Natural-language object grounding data
╭──
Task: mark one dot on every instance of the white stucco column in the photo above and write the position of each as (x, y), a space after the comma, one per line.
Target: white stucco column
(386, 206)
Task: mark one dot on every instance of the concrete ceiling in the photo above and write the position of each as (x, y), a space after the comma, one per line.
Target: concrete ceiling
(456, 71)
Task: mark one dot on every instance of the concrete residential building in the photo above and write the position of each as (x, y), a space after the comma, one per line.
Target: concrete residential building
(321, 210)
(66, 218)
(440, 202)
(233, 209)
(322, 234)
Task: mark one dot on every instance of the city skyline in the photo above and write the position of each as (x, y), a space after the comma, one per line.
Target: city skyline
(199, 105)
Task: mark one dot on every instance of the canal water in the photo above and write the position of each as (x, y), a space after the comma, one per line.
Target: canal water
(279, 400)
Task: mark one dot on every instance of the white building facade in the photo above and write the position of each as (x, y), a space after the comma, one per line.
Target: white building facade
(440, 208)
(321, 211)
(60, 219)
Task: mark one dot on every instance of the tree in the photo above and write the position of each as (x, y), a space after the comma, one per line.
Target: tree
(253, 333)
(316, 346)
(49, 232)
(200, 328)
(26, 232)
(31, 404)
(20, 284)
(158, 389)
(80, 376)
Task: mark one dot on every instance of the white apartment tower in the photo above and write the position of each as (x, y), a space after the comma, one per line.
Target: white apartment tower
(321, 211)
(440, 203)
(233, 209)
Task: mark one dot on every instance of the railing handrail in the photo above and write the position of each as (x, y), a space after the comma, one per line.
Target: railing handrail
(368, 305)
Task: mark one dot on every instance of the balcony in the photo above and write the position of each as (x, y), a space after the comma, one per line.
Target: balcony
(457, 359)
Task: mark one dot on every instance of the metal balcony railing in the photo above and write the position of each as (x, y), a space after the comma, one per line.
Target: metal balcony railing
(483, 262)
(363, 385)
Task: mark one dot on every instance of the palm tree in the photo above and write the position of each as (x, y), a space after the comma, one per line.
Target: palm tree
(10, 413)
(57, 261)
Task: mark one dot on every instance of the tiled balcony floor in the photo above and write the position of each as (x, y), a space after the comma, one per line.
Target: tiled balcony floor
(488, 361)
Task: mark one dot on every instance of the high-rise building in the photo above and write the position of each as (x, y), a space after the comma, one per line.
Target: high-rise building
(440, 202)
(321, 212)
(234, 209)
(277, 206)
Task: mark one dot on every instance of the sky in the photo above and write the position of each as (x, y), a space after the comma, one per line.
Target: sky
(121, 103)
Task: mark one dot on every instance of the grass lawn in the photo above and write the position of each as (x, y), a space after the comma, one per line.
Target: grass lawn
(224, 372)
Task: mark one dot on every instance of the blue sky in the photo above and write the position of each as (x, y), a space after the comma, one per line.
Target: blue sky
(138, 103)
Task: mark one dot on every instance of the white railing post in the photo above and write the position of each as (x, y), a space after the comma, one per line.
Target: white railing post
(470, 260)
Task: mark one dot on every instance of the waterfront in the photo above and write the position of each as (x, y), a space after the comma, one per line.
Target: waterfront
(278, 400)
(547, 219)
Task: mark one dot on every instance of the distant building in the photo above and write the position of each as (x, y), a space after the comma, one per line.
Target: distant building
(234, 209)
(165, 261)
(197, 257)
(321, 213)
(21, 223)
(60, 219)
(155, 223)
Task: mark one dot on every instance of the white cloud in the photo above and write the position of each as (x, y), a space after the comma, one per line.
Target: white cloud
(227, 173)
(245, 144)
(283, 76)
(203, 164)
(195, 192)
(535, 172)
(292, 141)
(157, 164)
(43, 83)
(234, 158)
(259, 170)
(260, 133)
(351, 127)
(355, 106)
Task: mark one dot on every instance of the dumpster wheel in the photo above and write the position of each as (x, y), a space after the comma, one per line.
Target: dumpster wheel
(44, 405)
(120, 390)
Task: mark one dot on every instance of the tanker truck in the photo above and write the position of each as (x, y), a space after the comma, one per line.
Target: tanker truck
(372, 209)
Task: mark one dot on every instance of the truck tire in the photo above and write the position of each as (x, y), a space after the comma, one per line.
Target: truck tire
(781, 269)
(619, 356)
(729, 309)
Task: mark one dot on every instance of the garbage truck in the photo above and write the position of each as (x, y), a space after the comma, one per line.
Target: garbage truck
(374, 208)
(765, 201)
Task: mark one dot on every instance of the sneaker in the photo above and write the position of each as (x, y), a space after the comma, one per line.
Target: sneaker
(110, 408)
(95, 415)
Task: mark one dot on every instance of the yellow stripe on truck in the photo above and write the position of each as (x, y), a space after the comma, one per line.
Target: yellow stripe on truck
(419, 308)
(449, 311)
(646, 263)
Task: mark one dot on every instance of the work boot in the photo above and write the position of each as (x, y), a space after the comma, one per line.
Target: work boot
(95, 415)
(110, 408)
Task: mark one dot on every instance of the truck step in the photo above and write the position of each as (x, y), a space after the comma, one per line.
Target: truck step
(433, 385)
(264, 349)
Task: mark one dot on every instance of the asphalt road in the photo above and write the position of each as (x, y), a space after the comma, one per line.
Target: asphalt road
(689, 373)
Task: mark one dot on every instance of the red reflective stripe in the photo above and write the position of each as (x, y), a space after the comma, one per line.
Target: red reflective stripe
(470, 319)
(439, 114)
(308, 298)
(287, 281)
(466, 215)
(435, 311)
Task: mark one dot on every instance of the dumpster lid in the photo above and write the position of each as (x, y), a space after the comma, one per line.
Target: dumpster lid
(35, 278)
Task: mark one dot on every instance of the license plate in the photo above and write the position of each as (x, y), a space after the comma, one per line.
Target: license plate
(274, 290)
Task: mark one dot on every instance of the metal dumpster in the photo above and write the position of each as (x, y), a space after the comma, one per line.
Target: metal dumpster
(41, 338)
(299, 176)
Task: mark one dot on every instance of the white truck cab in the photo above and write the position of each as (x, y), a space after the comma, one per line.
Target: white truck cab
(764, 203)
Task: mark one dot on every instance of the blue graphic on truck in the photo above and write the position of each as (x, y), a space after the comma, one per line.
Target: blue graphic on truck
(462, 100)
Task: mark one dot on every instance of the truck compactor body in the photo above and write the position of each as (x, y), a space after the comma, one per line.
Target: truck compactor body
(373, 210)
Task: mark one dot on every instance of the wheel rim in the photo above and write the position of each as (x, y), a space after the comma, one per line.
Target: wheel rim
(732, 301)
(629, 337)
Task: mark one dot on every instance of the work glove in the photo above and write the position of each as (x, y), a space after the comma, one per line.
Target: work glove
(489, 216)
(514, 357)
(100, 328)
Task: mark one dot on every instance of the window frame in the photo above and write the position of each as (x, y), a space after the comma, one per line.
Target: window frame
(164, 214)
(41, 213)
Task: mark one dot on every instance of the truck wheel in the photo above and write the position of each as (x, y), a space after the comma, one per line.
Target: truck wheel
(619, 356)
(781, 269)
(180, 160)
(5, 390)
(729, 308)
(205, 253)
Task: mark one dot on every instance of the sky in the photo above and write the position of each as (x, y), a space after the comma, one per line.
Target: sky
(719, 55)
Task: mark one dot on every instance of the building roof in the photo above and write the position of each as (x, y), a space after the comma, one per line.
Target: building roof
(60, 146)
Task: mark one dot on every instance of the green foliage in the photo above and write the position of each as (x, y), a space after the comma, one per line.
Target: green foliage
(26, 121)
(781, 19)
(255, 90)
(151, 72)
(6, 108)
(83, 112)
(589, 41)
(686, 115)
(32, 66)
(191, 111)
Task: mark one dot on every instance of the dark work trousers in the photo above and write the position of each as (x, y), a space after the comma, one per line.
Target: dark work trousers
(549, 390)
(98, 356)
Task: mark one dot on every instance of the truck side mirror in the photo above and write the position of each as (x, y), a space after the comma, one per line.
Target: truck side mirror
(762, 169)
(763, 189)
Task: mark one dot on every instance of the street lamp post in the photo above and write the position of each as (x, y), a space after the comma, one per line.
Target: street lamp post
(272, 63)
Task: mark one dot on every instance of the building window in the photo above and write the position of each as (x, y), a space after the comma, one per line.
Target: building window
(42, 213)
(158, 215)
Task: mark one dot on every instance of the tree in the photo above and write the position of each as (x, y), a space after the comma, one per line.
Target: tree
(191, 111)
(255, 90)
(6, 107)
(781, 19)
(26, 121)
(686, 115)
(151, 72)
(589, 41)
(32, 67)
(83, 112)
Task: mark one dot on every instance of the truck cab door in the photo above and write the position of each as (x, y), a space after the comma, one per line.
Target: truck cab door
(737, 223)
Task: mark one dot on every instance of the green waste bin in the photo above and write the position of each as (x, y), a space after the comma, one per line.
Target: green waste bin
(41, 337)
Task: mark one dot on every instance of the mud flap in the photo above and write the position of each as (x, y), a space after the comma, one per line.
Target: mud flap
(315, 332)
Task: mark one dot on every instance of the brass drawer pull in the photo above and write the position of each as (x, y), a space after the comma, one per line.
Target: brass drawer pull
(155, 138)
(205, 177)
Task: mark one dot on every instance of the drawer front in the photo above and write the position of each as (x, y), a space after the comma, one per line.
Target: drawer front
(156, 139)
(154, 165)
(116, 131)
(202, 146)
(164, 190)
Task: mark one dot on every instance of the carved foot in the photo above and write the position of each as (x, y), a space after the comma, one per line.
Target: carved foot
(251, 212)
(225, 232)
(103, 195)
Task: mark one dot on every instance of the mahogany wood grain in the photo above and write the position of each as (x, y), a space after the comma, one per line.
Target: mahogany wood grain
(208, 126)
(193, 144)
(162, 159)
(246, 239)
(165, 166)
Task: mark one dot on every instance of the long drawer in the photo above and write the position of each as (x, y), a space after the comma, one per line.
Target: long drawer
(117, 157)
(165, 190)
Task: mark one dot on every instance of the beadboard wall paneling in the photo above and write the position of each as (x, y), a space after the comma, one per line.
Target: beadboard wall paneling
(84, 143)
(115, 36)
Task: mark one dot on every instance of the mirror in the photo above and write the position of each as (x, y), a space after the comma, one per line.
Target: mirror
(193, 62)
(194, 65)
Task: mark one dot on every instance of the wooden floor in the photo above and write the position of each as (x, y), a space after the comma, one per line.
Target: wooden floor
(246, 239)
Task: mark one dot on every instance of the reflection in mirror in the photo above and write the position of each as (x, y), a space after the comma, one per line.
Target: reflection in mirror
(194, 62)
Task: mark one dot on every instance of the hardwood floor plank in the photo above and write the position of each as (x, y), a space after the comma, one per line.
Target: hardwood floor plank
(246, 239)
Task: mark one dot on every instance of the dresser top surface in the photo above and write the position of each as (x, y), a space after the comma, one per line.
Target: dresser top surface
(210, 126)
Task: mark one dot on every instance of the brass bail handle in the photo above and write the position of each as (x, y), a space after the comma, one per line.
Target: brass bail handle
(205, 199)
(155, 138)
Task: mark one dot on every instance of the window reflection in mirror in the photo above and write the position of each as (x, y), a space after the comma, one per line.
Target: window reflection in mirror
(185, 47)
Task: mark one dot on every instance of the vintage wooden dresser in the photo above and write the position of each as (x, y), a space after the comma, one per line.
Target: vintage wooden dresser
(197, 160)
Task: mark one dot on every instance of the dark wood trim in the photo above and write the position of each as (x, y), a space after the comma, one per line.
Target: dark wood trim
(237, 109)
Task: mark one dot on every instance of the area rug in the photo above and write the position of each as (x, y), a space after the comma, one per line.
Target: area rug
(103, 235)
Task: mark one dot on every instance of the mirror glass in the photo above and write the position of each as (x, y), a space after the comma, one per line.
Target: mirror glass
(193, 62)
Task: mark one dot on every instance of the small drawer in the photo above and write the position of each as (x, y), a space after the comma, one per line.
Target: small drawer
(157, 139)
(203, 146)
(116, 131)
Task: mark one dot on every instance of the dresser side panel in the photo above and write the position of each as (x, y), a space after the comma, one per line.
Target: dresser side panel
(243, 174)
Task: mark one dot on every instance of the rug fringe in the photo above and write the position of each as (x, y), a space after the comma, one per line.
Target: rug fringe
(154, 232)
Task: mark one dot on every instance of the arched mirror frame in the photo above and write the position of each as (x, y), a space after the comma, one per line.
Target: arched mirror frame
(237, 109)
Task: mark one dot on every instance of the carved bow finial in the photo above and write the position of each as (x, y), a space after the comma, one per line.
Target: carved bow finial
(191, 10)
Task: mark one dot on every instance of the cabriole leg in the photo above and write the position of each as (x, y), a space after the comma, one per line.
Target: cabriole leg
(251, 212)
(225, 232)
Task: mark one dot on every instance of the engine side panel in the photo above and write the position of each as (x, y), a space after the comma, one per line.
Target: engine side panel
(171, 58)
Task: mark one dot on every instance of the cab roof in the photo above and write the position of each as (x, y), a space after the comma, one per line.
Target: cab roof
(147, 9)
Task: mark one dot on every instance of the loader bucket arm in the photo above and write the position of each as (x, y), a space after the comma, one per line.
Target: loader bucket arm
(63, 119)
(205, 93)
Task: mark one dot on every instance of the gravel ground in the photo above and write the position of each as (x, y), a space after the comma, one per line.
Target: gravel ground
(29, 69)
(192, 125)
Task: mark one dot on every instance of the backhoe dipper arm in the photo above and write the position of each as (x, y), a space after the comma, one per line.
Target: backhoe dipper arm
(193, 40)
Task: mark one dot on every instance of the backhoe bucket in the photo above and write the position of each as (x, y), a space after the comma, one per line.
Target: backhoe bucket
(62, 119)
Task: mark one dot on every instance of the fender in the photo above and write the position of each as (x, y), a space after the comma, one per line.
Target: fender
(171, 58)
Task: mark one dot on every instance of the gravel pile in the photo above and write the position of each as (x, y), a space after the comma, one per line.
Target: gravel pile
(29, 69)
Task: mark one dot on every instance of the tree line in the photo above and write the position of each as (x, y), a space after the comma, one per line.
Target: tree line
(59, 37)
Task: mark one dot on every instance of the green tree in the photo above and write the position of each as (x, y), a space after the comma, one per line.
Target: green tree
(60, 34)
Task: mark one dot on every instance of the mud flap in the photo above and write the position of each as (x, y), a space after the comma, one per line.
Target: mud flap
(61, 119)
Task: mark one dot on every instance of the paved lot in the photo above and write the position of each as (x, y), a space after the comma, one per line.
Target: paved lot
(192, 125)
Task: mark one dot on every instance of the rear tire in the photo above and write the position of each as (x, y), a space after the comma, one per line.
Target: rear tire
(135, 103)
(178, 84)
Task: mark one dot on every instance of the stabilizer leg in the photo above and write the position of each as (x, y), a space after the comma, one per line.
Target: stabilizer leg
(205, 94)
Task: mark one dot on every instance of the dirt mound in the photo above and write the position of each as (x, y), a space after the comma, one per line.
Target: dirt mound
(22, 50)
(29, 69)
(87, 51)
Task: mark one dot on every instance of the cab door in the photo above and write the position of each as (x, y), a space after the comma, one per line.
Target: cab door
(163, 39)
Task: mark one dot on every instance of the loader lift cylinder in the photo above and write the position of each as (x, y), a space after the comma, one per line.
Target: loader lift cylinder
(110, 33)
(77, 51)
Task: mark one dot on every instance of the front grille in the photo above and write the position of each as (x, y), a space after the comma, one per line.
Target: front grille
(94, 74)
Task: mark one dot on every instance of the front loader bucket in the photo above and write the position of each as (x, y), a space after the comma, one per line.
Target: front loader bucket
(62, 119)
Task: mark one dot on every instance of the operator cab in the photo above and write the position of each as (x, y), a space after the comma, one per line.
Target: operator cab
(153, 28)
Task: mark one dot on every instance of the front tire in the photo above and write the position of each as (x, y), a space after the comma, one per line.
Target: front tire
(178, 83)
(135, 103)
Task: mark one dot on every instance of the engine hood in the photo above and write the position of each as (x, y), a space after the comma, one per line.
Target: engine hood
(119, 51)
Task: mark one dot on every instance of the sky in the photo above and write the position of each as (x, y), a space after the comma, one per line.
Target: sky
╰──
> [What the task requires] Every line from the line containing "Target: street lamp post" through the line containing "Task: mark one dot on every instance of the drawer" in the records above must be retyped exactly. Leave out the rest.

> [Solution to the exercise]
Target: street lamp post
(272, 63)
Task: mark one dot on every instance of the building window in the photo above and write the position of each as (x, y), a space after the comma, one per line.
Target: building window
(42, 213)
(158, 215)
Task: mark one dot on every instance of the tree in the photo above and write the position of each as (x, y), a space after the comma, one per line.
Target: tree
(191, 111)
(255, 90)
(6, 107)
(781, 19)
(26, 121)
(686, 115)
(151, 72)
(589, 41)
(32, 67)
(83, 112)
Task: mark one dot on every instance of the truck cab door in the photo above and write the position of each as (x, y), a space after the comma, one per line.
Target: truck cab door
(737, 223)
Task: mark one dot on every instance of the green waste bin in the photo above and write the position of each as (x, y), a space after the comma, one per line.
Target: green waste bin
(41, 337)
Task: mark one dot on every instance of the mud flap in the photo above and write the position of each as (x, y), a space after the comma, one per line.
Target: mud flap
(315, 332)
Task: mark one dot on every instance of the brass drawer pull in the photo above and write the position of each as (x, y), a space after the comma, one per line.
Target: brass drawer pull
(155, 138)
(205, 177)
Task: mark one dot on every instance of the drawer front in the photo above and write the position of each as (x, y), a space after the comma, one per line.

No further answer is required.